> [SELECTED EXCERPT]
◇ ◇ ◇ ◇ ◇

Tuesday 10 September 2013

Prototyping and Making Designer Art Clocks: "When you have something working, you are 15% done and the fun part is over."

UPDATE: My brother (the designer) and I have launched a Kickstarter crowdfunding campaign to do a production run of these clocks!
UPDATE: It was not only successful, but all rewards successfully shipped on time!

There is also a website for them: http://www.time-as-moments-clock.com/

My brother designed this unique and interesting clock.  The seemingly abstract shapes become well-defined numbers as time passes.  For example, you can see the "4" above.

The design of the clock reflects the idea of time as moments.  Each number is clearly defined only once per hour - and as it becomes clear it immediately begins to drift out of definition.  Time consists of a series of moments that are themselves only meaningful in the right context

Time lapse showing about 2 to 4 o'clock.
No motion is visible to the naked eye in real time.

Interest in the clocks started almost as soon as the first one was made.  However, an efficient way to build them was still lacking.  That's where I came in.

First Production Run: A Nightmare

The first small production run was done with laser-cut acrylic pieces and hand-glued symbols and lines.  It was a nightmare.  Fingerprints, difficulties aligning things, glue where glue shouldn't go, bottlenecks in time due to having to glue something then set it aside (in a place that won't get dust!) while it cured before you could work on it again, and so on.  It was a long, manual process that was full of risk - one screwup in the entire long process meant a clock was ruined.  A nightmare, but also a learning experience.

Many prototypes came afterwards to refine the building and assembly process.  It's a good example of the difference between functional prototypes (how something will work) versus manufacturing prototypes (how something will be made).   So much can go wrong at so many points!  An otherwise perfect process can be unusable because a smudge or nick or marring is unavoidable side effect, so it's back to the drawing board.

Amanda Wozniak really knew what she was talking about when she said "When you have something working, you are 15% done and the fun part is over."

◇ ◇ ◇ ◇ ◇

> [INFORMATION]

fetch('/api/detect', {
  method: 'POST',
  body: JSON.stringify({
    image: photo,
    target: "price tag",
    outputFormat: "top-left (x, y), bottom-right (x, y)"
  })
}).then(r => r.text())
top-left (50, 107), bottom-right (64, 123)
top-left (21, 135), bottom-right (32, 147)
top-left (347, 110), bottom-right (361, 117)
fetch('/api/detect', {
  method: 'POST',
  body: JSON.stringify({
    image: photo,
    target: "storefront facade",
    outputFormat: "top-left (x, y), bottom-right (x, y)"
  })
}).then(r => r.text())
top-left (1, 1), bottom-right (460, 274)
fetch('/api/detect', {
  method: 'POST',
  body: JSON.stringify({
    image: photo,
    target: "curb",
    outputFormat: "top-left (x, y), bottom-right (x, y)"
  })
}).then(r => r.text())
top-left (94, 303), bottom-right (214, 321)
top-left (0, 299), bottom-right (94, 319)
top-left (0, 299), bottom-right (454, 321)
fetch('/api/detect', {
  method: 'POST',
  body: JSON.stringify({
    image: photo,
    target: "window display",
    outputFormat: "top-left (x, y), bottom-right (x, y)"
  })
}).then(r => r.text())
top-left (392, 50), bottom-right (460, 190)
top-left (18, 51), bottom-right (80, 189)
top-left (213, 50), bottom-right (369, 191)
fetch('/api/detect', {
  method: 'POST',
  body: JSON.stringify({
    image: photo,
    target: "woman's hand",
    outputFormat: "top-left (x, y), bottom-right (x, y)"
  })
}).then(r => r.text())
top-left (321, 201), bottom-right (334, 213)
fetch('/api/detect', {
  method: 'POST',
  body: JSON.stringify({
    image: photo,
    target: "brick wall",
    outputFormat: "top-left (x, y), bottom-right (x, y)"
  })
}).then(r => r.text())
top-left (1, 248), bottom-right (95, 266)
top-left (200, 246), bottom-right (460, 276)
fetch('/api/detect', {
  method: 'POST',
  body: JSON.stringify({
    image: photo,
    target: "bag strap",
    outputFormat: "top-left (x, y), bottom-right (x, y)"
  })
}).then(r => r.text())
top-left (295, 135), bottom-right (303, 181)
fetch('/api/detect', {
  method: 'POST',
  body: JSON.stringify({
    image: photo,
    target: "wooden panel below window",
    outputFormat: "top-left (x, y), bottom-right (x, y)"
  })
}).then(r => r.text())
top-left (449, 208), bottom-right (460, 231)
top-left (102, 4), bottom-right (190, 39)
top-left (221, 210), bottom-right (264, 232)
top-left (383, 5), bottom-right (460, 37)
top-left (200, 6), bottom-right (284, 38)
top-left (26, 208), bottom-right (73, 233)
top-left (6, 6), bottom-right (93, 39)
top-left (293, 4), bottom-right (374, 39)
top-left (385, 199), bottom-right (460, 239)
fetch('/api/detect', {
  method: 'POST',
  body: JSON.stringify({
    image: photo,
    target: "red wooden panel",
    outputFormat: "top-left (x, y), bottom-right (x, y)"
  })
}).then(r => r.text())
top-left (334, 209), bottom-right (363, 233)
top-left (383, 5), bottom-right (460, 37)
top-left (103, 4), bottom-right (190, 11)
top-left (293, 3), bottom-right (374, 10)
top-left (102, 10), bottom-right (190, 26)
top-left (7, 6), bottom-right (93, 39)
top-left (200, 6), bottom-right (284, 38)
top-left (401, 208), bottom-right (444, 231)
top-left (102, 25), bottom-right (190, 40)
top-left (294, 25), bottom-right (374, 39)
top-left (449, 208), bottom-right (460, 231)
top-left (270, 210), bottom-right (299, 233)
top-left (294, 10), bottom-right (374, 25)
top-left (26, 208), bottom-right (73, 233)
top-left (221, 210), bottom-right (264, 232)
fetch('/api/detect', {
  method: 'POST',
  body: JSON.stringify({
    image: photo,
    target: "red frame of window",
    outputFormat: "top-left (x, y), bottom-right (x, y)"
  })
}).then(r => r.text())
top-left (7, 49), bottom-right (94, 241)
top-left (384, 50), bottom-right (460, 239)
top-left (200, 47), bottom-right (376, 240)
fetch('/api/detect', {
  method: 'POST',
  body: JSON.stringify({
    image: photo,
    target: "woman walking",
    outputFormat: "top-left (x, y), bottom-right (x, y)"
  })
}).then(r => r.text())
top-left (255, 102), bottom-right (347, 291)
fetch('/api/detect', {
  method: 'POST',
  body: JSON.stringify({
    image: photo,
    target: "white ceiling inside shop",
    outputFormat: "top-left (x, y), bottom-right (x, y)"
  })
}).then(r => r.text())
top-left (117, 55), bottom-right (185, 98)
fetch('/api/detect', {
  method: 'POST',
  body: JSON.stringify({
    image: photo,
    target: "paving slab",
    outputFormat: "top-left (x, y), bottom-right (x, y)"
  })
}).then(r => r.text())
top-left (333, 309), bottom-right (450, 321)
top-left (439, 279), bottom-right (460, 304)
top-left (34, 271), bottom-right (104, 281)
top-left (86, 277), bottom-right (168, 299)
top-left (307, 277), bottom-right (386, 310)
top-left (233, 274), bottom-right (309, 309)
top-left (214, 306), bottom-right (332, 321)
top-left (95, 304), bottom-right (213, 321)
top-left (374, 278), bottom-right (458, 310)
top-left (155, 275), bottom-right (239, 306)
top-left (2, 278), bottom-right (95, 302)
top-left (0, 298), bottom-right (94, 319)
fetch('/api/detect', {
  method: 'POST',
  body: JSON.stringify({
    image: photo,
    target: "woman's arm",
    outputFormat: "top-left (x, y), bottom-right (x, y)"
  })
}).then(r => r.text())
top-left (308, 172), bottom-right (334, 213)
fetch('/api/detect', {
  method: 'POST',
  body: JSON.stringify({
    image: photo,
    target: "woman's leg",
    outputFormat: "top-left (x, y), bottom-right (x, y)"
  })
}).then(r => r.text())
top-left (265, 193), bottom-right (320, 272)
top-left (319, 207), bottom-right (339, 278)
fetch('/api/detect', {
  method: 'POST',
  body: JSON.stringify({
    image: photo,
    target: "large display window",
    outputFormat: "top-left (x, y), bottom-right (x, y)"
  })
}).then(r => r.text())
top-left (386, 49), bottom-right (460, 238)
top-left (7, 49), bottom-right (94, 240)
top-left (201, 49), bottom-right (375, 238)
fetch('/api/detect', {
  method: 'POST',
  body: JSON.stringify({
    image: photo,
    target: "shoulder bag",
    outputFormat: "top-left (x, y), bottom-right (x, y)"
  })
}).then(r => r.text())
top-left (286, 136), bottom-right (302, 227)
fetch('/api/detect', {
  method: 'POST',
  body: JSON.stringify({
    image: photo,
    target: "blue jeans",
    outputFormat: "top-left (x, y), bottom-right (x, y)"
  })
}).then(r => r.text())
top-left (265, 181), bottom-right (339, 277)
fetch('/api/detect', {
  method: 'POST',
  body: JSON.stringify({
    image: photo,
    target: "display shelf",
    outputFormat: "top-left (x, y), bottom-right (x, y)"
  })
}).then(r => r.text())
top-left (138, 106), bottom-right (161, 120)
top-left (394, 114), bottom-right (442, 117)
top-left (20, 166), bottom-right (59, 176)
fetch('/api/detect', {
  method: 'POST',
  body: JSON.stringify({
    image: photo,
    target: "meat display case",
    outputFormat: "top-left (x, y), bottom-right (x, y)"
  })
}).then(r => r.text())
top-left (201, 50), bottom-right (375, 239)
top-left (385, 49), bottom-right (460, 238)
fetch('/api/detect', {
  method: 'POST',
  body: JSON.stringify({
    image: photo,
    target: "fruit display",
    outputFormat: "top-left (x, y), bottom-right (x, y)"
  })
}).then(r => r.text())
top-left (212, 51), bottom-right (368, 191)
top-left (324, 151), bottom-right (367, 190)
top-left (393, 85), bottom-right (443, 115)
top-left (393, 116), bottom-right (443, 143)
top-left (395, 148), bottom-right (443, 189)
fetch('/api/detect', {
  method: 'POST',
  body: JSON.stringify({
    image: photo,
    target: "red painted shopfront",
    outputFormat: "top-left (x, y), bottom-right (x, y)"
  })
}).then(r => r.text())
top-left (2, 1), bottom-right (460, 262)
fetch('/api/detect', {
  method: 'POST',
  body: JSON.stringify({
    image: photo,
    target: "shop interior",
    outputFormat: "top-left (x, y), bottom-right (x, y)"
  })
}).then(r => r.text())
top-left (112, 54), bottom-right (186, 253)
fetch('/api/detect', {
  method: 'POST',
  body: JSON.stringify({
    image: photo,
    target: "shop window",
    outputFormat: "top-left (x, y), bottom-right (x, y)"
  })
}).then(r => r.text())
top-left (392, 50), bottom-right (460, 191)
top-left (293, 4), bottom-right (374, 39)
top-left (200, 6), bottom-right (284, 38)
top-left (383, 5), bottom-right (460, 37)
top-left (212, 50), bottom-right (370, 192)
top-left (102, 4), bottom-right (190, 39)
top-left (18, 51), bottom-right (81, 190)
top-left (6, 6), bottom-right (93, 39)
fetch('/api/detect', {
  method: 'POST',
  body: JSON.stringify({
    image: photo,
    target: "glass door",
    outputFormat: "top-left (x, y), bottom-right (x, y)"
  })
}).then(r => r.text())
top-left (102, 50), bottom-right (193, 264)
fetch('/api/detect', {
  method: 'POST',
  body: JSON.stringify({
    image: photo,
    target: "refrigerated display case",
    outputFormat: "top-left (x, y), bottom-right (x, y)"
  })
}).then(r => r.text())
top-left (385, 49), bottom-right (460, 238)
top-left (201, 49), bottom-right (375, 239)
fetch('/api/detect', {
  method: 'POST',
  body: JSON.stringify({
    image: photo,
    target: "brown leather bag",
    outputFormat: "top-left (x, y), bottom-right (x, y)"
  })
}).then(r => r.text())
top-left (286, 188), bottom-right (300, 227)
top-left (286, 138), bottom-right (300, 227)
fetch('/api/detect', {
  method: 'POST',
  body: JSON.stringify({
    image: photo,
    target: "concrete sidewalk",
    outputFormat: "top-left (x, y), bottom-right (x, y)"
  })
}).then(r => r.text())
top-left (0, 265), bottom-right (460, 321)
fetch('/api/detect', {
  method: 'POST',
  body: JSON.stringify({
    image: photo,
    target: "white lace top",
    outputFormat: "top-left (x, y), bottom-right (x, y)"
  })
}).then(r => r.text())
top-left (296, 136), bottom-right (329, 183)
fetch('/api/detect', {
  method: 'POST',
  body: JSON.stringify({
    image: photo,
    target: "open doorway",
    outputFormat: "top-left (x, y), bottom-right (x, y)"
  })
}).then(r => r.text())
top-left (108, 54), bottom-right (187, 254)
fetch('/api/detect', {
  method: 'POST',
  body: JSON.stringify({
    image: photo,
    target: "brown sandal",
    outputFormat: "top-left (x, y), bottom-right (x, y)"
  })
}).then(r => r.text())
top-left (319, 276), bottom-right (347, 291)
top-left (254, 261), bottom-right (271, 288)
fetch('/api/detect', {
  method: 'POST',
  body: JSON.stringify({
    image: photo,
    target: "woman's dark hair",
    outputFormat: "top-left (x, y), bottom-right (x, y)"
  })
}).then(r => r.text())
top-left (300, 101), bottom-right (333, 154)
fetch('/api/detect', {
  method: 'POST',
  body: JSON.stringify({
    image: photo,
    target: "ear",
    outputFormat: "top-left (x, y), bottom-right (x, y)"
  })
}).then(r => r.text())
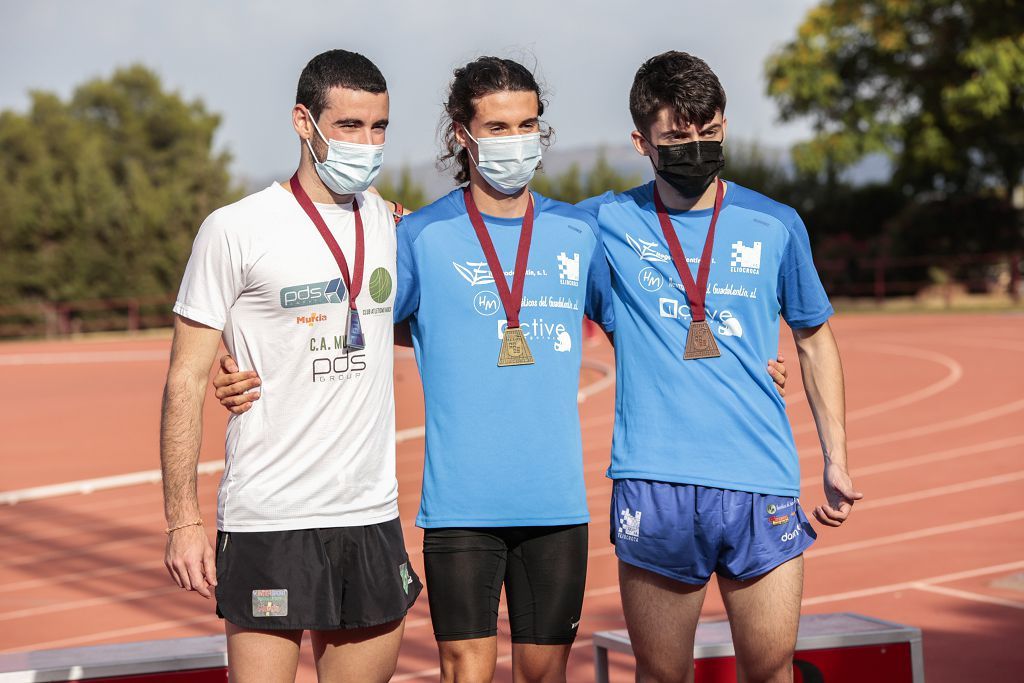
top-left (630, 130), bottom-right (650, 157)
top-left (292, 104), bottom-right (313, 140)
top-left (455, 123), bottom-right (470, 150)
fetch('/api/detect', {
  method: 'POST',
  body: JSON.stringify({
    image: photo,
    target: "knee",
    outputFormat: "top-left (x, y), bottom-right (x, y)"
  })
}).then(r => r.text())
top-left (513, 652), bottom-right (568, 683)
top-left (736, 654), bottom-right (793, 683)
top-left (438, 640), bottom-right (495, 683)
top-left (637, 656), bottom-right (693, 683)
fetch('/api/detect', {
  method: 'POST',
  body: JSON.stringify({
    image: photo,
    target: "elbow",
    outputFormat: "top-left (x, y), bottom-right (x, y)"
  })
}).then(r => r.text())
top-left (164, 368), bottom-right (207, 397)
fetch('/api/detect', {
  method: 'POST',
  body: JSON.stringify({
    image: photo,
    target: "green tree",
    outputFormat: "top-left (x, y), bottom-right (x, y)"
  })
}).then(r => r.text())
top-left (374, 166), bottom-right (427, 211)
top-left (529, 148), bottom-right (643, 204)
top-left (766, 0), bottom-right (1024, 194)
top-left (0, 66), bottom-right (240, 303)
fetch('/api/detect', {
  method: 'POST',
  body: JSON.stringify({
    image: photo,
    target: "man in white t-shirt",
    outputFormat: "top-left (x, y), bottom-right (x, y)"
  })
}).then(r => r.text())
top-left (161, 50), bottom-right (421, 682)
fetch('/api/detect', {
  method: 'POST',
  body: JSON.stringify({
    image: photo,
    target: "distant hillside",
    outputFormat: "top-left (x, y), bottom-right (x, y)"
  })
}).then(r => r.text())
top-left (245, 141), bottom-right (891, 198)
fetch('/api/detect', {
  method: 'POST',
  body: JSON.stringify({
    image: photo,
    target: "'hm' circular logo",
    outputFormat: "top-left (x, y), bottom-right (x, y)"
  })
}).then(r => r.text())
top-left (637, 266), bottom-right (665, 292)
top-left (473, 290), bottom-right (502, 315)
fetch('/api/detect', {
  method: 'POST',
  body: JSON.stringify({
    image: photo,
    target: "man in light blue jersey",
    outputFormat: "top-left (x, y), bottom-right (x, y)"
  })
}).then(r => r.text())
top-left (580, 52), bottom-right (861, 682)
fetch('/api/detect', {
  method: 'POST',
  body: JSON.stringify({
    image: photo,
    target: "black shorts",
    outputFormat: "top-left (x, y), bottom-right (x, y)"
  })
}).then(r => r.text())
top-left (423, 524), bottom-right (587, 645)
top-left (216, 519), bottom-right (422, 631)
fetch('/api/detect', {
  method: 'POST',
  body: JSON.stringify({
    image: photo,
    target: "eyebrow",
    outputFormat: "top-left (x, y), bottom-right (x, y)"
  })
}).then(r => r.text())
top-left (483, 116), bottom-right (541, 128)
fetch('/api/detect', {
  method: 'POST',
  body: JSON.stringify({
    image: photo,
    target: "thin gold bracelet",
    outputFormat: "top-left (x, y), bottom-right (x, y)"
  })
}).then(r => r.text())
top-left (164, 519), bottom-right (203, 536)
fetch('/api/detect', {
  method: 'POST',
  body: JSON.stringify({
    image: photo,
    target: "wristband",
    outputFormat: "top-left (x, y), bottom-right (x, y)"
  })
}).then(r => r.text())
top-left (164, 519), bottom-right (203, 536)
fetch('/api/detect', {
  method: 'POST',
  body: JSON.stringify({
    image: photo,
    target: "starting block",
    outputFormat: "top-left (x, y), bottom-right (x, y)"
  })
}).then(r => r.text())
top-left (594, 613), bottom-right (925, 683)
top-left (0, 636), bottom-right (227, 683)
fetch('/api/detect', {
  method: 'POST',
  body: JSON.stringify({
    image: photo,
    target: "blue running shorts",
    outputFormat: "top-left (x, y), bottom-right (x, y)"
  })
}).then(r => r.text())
top-left (611, 479), bottom-right (817, 586)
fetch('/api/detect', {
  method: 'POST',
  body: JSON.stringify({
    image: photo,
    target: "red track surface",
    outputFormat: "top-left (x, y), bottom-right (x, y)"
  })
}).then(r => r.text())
top-left (0, 315), bottom-right (1024, 681)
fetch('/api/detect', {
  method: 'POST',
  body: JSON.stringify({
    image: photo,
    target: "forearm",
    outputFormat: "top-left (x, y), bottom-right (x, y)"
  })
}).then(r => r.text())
top-left (794, 324), bottom-right (847, 469)
top-left (160, 373), bottom-right (206, 526)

◇ ◇ ◇ ◇ ◇

> [TASK REQUIREMENTS]
**A.** Answer these questions using the blog post on the art clocks.
(i) Who designed the clock?
(ii) What were the pieces in the first small production run made of?
(iii) Who is quoted as saying "When you have something working, you are 15% done and the fun part is over."?
**B.** Retype the blog post on the art clocks from "Time lapse showing" up to and including "where I came in.".
**C.** Write what comes next in the blog post on the art clocks, starting after its last sentence.

> [ANSWERS BY TASK]
**A.**
(i) The writer's brother designed the clock.
(ii) They were laser-cut acrylic pieces, with symbols and lines glued on by hand.
(iii) Amanda Wozniak is quoted as saying it.

**B.**
Time lapse showing about 2 to 4 o'clock.
No motion is visible to the naked eye in real time.

Interest in the clocks started almost as soon as the first one was made.  However, an efficient way to build them was still lacking.  That's where I came in.

**C.**
But finally I have a workable process with only fine-tuning left to do.  There are no more unknowns, just final details!

For the dial (the clock's "face") I use a plastic that has two layers - black on top of white.  The black is worn away by a laser (in a process very much like laser eye surgery) to expose white in select areas only.  This leaves a sharp, clearly defined pattern that looks great.  But that is only part of it - the process of keeping it clean during manufacture is the rest of the work!  All that black dust wants to go somewhere.  And it is very attracted to the freshly-exposed pure white, which stains it.  Details, details, details...  Sooner or later, everything will matter.

Making more than one?  Your design will change.

Making just one of something isn't too much trouble.  But to better appreciate the things that matter when you get into manufacturing, try making only ten of something and you'll be surprised at the kinds of bottlenecks that exist.  Just keep a pen and paper handy when you do, because you'll wind up with a heck of a "to-do" list for refining your design!

September 10, 2013: My brother and I launched a Kickstarter campaign to fund the first production run of these clocks.  Available only on Kickstarter, we are offering assemble-it-yourself KIT versions of the clocks for those of your with DIY spirit!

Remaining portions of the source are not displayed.